Objective 1 — According to the post on AWS RDS snapshots and backups, what are the two ways to back up an AWS RDS instance?
Objective 2 — Write a continuation of the post on AWS RDS snapshots and backups, picking up after its final sentence.

Document segment —
•••••

03/28/2022 14:34 | Category: aws

Tags: developer_associatecertificationrdsdatabases

aws rds snapshots and backups

There are two ways to back up an AWS RDS instance: database snapshots and database backups.

Database snapshots

Database snapshots are a point in time copy of the storage volume attached to a database instance.

  • Manual, ad-hoc, and user-initiated
  • A snapshot of the storage volume on the DB instance

Known state

Backing up your DB instance with an automated snapshot would be beneficial if you are making changes that you know may have an adverse effect. This would allow you to complete a restore to a "known state" as frequently as you need to.

A snapshot on an ad-hoc basis would be ideal for things taking place outside the maintenance window, or restores that are frequent enought to warrant a faster method than point in time recovery (for kick off, not restore time).

Backup storage

These have a retention period of forever. They don't have an expiration, even after deleting an RDS intance.

•••••

Stored data —

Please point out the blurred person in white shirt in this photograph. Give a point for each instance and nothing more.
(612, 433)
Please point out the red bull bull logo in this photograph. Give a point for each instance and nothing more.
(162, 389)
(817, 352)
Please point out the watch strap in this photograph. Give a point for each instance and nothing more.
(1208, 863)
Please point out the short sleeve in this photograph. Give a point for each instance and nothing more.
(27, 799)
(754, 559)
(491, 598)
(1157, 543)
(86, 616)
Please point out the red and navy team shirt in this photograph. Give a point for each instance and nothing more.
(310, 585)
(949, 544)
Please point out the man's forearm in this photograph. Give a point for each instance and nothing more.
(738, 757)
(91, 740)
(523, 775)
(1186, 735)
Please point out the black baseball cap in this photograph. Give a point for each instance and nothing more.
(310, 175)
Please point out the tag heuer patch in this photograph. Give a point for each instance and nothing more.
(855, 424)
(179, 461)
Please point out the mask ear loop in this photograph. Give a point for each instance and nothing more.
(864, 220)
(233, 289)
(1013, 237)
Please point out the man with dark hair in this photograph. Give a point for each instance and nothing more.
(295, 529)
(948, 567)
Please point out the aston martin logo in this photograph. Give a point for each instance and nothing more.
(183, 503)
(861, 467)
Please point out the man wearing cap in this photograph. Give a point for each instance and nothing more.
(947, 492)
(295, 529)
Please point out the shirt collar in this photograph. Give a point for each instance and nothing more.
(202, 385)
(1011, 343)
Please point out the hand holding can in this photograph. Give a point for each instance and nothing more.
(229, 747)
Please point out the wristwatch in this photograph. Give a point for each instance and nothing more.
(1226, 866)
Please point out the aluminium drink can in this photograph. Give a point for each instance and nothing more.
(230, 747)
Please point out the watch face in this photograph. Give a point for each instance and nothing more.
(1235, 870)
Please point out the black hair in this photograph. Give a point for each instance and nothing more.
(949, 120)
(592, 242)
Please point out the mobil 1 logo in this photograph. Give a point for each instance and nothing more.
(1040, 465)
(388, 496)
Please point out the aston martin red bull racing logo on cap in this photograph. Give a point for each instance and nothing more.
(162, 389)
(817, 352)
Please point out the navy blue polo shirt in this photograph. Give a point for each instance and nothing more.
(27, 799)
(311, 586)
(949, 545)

•••••

Task response 1 — Database snapshots and database backups.

Task response 2 —
Automated backups

These are enabled by default with either backups or snapshots.

  • Defined in a backup window you determine
  • Includes transaction lots that are used to replay transactions
  • RDS takes a full daily backup, or snapshot, and also stores logs throughout the day
  • During bacup windows storage I/O may be suspended for a few seconds while

backups initialize. This increases latency during kickoff and the backup

Note: A lot more value for the cost provided than snapshots.

Point in time recovery

Can recover a database to any point in time within a retention period of 1-35 days.

Recovery will first choose the most recent daily backup and apply a transaction log relevant to that day, up to the recovery point you select.

Backup storage

Automated backups and snapshots are stored in s3.

Storage is free, up to an equal size of your database. For instance, a 10GB database would get 10GB of free backup storage.

Restoring an RDS

When using either a database snapshot or a backup the restore will create a new RDS endpoint. All restorations will create a new instance with a new endpoint, to allow user flexibility.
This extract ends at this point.